• Provided passage:
-----
However, Carbonite's touchstone remains simplicity. Sign up to the service, download and install the client application, and with a minimum of configuration, you're covered. A system of green and yellow dots on the folder and file icons in Windows and Windows Explorer gives you a quick view of what is and isn't safeguarded, and you can add new items to your backup set just by right-clicking.
The Carbonite client works quietly in the background, spotting when files are changed and uploading just the modified data to the backup set; in our tests, it regularly uploaded amended files within two minutes of saving. The performance impact on PC and internet speeds is minimal, and you can set internet usage to low priority should you need to. Carbonite has also become faster since we last tried it. Where the initial backup used to take much longer than on rival services, the 6hrs 37 mins it took to upload 1GB of test data was competitive, as was the 37 minutes it took to restore 500GB of photos.
Previously, it was only possible to restore files using the client, but it's now possible to restore individual items through a web-based interface. Sadly, this is slow and clunky, and the Windows Explorer-style view isn't exactly quick to refresh. Carbonite's support for versioning is also behind Mozy or iDrive, with limited access to previous versions of files.
At £41.95 per year for unlimited backup of one PC, Carbonite offers excellent value, provided you don't have multiple systems on the go. Business and power users, therefore, should consider the new Pro service, which offers backup for unlimited numbers of PCs, with the price dependent purely on capacity used. For $10 per month, 20GB might easily cover the essential files of a small business. Data is secured using 128-bit SSL for transfer and 448-bit Blowfish encryption for your files.
Other services are catching up with Carbonite for ease-of-use, while outpacing it in terms of features. If, however, you want pain-free - even brain-free - online backup, Carbonite remains the way to go.
Author: Stuart Andrews
From around the web
Good backup with few flaws
Have been with Carbonite for past two years and when it worked well, it worked really well. On occasion, the backup crashed, eg unable to backup files with abnormally long filenames. Then you realise the side-effect: the software was so simplified that it was opaque to troubleshoot. The most recent client software seems to be significantly improved. However, the error logs are just as absent.
The single feature that kept me with Carbonite is the unlimited backup size. No fair use clause. Apparently, a few customers have over 1 TB of data backed up!
Recently, I restored almost a hundred thousand files and there were less than ten files that were unable to be restored.
-----
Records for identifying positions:
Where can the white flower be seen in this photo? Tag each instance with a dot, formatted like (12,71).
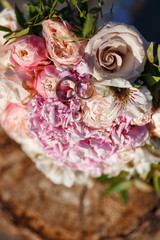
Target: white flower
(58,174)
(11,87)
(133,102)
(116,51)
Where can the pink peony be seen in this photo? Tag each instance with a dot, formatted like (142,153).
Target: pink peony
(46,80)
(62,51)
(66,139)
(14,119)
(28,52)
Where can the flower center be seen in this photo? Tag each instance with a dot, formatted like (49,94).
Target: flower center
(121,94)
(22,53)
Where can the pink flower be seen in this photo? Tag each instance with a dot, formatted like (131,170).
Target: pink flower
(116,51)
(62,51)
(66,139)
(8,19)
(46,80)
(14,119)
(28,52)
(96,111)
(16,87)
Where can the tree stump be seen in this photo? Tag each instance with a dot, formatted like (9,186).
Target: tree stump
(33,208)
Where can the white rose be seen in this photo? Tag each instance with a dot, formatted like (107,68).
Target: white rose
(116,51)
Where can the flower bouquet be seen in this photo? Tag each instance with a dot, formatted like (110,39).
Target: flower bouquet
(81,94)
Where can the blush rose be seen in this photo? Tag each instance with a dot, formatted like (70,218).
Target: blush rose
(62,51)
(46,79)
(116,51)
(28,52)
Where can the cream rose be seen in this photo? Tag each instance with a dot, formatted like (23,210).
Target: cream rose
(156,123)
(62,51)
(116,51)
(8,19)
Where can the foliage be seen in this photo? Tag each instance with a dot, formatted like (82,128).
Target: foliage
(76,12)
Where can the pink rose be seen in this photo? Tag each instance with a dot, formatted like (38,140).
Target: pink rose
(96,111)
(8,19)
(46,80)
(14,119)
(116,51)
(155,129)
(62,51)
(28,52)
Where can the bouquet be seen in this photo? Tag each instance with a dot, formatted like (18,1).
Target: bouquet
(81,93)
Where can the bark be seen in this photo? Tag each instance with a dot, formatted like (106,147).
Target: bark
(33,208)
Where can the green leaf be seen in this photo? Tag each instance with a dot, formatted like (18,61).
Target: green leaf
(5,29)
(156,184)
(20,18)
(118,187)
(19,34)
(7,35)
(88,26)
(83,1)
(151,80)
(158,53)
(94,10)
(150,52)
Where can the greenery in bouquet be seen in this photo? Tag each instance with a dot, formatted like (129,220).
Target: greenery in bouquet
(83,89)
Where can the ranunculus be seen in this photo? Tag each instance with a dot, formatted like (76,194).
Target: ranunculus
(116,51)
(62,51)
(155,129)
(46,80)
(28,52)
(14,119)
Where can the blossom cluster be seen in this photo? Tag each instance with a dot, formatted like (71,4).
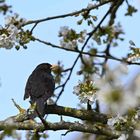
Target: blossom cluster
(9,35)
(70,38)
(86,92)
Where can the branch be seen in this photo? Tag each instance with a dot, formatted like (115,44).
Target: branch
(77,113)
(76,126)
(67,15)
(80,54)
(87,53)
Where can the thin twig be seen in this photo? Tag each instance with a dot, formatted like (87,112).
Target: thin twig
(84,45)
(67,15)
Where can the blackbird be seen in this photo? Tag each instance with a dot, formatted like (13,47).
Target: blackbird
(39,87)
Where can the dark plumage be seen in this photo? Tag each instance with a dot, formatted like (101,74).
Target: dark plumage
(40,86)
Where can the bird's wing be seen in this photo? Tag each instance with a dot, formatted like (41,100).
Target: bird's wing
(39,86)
-----
• Aim 1: In the Carbonite review, condense the paragraph beginning "At £41.95 per year" into a short bulleted list that keeps its main facts.
• Aim 2:
Answer these from the Carbonite review, one line each:
(a) How long did uploading 1GB of test data take?
(b) Which two services does it say are ahead of Carbonite on versioning?
(c) In the tests, how soon after saving did the client regularly upload amended files?
• Aim 3: Carry on with the Carbonite review from where it stops.
The items were taken from a separate source.

• Task output 1:
- £41.95 per year covers unlimited backup of one PC, which is excellent value if you don't run several systems.
- Business and power users should consider the new Pro service, which backs up unlimited PCs and is priced purely on capacity used.
- $10 per month buys 20GB, which might cover a small business's essential files.
- Transfers are secured with 128-bit SSL, and files with 448-bit Blowfish encryption.

• Task output 2:
(a) 6hrs 37 mins.
(b) Mozy and iDrive.
(c) Within two minutes.

• Task output 3:
So my experience is: you will have a very good backup experience with Carbonite - unless you need to troubleshoot. Hopefully, this will be addressed in the next software iteration.
By mnj_lim on 17 Aug 2010 ![]()
Reasonable but slows machine
I've just dropped carbonite as I found it slowed the PC down too much. A remarkable difference with it completely removed. I now run backips to a desktop drive at close down each night. Quicker, and all under my control.
By mandarin44 on 18 Aug 2010 ![]()
Good features but don't all work
I went through the trial version of Carbonite, but some of the features important to me just didn't work. The scheduler was ignored (I didn't want it backing up during working hours), and if you rebooted it would not automatically restart backups (it would start up but "paused").
In fact, the only time it would, without my manual intervention, start backing up, was when I had told the scheduler NOT to work!
I paid for the Mozy service instead!
By Jules on 18 Aug 2010 ![]()
Works if you follow their rules
So that means that partitions have to be NTFS or FAT on Windows or a couple of Mac formats (and not FAT, although the Mac will read/write that) on Macs. This particularly affects people who dual-boot, including to Linux.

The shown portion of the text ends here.